**INPUT MATERIAL**
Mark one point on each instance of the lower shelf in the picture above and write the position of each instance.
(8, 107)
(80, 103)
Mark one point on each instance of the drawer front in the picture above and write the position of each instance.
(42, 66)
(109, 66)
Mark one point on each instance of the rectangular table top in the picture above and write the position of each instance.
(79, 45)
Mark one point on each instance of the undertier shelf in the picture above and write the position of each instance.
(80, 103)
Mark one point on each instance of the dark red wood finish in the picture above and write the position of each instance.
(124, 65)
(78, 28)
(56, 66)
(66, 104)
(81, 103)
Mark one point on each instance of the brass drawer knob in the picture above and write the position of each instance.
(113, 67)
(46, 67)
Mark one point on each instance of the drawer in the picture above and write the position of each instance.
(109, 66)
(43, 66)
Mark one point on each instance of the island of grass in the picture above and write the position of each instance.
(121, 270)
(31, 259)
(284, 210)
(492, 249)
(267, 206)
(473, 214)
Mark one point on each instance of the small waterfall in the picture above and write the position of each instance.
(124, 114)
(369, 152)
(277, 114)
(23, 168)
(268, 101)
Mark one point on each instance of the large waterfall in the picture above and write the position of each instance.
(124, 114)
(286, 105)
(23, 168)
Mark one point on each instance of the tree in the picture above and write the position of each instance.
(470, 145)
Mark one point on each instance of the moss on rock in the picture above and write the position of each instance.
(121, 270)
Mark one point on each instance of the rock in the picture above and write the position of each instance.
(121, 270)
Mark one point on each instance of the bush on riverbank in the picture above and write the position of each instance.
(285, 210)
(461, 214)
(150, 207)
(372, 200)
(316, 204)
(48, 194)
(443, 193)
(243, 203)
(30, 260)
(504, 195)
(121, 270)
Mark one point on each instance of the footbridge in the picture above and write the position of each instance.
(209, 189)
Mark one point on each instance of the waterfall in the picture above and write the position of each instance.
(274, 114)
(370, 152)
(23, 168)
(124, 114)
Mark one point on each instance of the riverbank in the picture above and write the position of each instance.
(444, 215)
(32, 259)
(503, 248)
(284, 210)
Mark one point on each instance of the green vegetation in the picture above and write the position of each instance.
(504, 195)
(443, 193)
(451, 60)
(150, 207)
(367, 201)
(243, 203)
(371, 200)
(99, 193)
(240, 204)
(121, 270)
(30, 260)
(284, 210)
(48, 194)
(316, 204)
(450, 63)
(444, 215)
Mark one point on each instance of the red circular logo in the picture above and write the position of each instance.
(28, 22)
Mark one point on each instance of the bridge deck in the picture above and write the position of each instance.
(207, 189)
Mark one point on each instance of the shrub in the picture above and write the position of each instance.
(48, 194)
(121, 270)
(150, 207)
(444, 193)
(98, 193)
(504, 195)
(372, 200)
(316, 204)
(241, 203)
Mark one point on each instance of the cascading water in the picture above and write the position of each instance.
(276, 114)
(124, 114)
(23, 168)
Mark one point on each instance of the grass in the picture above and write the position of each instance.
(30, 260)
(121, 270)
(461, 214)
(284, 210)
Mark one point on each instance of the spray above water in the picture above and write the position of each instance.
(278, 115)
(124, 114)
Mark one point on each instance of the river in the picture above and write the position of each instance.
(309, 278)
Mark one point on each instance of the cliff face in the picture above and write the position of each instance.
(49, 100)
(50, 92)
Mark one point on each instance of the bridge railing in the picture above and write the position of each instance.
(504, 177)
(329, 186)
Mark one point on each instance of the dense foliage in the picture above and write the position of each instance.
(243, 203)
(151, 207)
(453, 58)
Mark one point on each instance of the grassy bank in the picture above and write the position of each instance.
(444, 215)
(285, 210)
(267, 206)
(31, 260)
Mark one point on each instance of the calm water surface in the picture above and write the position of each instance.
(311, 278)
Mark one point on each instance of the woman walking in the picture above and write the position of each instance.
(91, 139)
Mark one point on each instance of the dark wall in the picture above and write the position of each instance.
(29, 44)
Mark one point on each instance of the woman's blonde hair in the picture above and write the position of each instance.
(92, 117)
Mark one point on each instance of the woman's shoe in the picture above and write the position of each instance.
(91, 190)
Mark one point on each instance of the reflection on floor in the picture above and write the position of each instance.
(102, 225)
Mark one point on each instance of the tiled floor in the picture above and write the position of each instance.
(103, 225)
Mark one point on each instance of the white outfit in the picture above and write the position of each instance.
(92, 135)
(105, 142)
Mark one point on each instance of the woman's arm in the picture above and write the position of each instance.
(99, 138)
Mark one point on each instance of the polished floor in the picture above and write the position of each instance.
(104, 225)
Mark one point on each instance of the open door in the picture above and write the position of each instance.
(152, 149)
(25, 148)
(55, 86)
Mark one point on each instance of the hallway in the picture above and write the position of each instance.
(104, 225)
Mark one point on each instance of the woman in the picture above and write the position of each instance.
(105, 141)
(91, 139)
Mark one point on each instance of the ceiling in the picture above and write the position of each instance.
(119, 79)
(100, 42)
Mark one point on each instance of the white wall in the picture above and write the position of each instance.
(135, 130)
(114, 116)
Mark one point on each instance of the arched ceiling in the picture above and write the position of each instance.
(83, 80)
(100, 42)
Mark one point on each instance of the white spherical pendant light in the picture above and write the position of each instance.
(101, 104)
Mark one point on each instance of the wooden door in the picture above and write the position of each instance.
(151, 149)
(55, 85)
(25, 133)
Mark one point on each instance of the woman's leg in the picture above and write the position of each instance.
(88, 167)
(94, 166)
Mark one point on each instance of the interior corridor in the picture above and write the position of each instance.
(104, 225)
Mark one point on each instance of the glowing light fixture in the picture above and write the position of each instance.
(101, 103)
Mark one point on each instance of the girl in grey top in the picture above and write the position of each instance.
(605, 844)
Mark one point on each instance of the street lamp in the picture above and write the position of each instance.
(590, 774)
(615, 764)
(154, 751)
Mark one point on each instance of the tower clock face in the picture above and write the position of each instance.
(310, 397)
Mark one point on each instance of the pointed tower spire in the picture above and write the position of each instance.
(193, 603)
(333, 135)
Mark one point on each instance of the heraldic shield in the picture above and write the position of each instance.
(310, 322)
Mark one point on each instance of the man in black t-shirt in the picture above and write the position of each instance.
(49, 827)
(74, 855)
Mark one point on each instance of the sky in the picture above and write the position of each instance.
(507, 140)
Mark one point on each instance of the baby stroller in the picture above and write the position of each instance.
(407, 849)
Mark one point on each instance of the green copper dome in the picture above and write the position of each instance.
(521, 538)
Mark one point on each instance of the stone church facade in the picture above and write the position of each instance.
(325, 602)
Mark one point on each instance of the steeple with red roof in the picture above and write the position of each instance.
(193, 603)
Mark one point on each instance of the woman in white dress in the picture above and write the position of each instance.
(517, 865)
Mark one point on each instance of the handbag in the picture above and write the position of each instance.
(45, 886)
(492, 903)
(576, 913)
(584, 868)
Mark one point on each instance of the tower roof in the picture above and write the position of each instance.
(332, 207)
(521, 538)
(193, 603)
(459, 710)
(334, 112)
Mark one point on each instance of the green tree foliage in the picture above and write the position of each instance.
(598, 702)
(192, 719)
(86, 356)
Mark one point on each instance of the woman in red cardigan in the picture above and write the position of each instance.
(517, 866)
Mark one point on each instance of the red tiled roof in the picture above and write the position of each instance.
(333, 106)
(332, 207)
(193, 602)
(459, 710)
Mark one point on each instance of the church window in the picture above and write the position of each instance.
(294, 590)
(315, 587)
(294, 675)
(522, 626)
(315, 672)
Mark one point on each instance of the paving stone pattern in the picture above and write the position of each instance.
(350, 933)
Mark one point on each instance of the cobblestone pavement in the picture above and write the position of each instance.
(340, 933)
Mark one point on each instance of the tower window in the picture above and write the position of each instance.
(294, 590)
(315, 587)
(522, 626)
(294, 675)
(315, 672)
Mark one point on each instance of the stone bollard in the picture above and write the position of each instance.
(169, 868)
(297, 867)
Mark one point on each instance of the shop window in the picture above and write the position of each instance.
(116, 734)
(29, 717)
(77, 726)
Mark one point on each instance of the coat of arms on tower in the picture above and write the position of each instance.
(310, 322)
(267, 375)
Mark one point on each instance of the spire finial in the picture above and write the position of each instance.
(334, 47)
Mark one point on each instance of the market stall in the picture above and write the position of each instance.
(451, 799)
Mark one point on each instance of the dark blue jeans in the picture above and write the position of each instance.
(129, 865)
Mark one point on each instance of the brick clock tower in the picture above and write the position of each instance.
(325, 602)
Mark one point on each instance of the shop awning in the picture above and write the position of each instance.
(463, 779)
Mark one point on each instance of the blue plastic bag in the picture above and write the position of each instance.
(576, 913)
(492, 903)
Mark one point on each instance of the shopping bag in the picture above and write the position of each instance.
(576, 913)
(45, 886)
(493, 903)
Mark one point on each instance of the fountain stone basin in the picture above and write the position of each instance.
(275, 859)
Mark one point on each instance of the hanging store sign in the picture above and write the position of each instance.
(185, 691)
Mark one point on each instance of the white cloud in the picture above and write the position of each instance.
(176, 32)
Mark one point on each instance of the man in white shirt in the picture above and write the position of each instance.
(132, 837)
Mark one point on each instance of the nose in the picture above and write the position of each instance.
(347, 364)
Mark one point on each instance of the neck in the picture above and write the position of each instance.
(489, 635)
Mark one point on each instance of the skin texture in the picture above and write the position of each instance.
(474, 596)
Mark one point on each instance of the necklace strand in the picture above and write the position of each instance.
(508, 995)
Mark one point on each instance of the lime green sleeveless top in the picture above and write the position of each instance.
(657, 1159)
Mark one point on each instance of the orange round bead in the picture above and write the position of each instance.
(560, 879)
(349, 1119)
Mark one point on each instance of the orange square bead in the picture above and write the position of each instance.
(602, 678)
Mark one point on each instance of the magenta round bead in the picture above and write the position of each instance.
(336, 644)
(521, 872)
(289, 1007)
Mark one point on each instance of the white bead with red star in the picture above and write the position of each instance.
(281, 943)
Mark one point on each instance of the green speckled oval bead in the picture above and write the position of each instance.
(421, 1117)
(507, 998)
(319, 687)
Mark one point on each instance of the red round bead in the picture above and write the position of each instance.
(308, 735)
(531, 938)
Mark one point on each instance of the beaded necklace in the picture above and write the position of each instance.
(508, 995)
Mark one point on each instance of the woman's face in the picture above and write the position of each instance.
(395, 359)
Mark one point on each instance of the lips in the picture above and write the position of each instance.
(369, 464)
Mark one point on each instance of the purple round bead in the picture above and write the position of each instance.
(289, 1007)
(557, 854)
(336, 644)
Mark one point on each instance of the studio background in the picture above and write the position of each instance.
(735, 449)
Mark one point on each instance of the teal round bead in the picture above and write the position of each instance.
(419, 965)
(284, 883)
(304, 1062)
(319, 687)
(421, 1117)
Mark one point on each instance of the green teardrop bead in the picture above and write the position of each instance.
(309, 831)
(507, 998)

**ASSIGNMENT**
Reproduce the listing from the "Mark one point on each instance of the green speckled" line onward, verbatim.

**RESULT OF THE EXERCISE**
Mark one point on each instance of the green speckled oval bead in the picture above and write the position of each instance.
(421, 1117)
(507, 998)
(319, 687)
Mark one point on each instance of the red round bead in the picture above and write the position of each instance.
(308, 735)
(531, 938)
Mark one point on each instance of the beaded necklace in the picture above and write the position of each instance.
(508, 995)
Mark one point on each instance of the woman's face in the picture above and write the position of each instance.
(395, 359)
Mark one point on each instance of the lips in the picture above and write the position of each instance.
(369, 464)
Mark one point on each instance of the purple round bead in the picture above and write the position of each instance.
(289, 1007)
(557, 854)
(336, 644)
Mark one point on each instance of the studio background in the picture above and write the position of each instance.
(735, 449)
Mark one point on each instance of the teal round bead in the picture above and write the position of each instance.
(419, 965)
(284, 883)
(304, 1062)
(319, 687)
(421, 1117)
Mark one point on each instance of the green teardrop bead in the picture above and write the position of each instance.
(309, 831)
(507, 998)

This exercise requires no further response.